SOURCE PASSAGE section start

The susceptor limits the flavorings to the types that can withstand elevated temperatures and that involves engineered ingredients.

So then, the commercial bags have crap oil and carcinogenic toxic coatings.

It's like they don't even care.

photo by the geeks at Quinn.

But you don't have to live like this. 

These Quinn geeks discovered a way to use real butter. Here is their website.

Here are their Quinn Snacks on Amazon. Obviously, each bag of popcorn that avoids these health risks and uses real butter and natural flavors must cost $1,000.000 each. Possibly $2.01 a pouch. I'm seeing a price of $12.06 for three boxes that hold two pouches each. Their Amazon page is a bit confusing. 

That's a lot higher than ACT II popcorn, offered on Amazon at $19.95 for 28 pouches, that's $.71 each.

SOURCE PASSAGE section end
ENTRIES SHOWN section start

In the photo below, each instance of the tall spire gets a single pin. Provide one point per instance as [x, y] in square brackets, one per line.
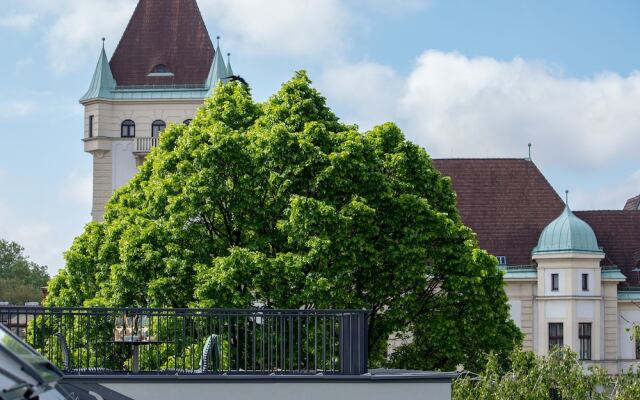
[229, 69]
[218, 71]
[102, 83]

ENTRIES SHOWN section end
ENTRIES SHOWN section start

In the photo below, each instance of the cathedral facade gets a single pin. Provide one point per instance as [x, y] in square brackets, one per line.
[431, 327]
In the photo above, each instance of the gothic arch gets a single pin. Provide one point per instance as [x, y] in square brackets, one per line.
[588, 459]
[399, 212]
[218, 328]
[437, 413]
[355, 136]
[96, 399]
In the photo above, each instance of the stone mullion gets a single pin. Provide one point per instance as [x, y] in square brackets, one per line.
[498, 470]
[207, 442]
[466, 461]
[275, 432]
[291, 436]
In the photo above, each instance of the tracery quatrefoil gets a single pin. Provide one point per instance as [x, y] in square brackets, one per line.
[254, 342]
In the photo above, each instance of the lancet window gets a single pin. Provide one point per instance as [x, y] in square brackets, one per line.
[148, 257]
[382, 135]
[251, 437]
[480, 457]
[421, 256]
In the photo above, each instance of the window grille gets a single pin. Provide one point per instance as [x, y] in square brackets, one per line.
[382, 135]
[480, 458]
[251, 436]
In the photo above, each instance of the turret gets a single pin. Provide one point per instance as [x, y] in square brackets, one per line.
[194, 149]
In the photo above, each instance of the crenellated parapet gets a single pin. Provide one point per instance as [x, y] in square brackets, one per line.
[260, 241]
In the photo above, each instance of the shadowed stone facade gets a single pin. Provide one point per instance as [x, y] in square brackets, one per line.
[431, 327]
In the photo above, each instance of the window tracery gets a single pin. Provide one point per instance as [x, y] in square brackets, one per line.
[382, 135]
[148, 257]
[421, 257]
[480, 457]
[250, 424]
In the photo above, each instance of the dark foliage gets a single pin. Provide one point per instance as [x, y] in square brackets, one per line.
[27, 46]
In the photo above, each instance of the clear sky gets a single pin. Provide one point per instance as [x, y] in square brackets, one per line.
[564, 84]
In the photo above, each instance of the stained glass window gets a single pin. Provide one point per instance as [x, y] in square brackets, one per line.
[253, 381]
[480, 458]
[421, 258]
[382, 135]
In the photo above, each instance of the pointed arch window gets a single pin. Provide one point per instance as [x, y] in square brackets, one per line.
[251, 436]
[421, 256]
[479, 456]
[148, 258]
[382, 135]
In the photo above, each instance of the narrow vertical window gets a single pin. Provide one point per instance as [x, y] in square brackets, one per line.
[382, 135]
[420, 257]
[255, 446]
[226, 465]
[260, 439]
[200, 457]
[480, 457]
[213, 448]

ENTRIES SHOWN section end
ENTRIES SHOWN section start

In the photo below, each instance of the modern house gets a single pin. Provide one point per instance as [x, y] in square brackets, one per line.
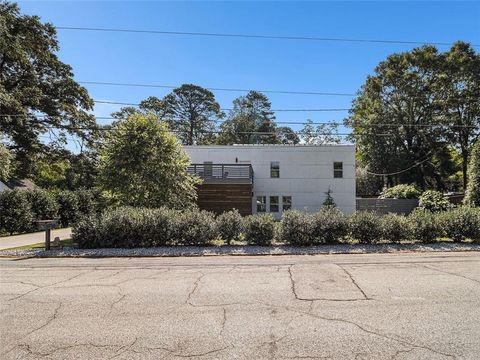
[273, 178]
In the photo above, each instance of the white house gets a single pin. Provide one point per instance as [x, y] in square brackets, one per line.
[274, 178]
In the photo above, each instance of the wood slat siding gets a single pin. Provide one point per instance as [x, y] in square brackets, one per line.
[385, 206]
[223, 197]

ENTRIES SHOWN section end

__TASK 1__: Output the popcorn passage word for word from "Here are their" to "that's $.71 each.".
__TASK 2__: Using the popcorn passage, list every sentence that mentions Amazon, copying each one in full.
__TASK 3__:
Answer these questions about the popcorn passage:
(a) To what types does the susceptor limit the flavorings?
(b) What did the Quinn geeks discover?
(c) How many pouches of ACT II popcorn are offered on Amazon for $19.95?

__OUTPUT 1__:
Here are their Quinn Snacks on Amazon. Obviously, each bag of popcorn that avoids these health risks and uses real butter and natural flavors must cost $1,000.000 each. Possibly $2.01 a pouch. I'm seeing a price of $12.06 for three boxes that hold two pouches each. Their Amazon page is a bit confusing. 

That's a lot higher than ACT II popcorn, offered on Amazon at $19.95 for 28 pouches, that's $.71 each.

__OUTPUT 2__:
Here are their Quinn Snacks on Amazon.
Their Amazon page is a bit confusing.
That's a lot higher than ACT II popcorn, offered on Amazon at $19.95 for 28 pouches, that's $.71 each.

__OUTPUT 3__:
(a) To the types that can withstand elevated temperatures.
(b) A way to use real butter.
(c) 28 pouches.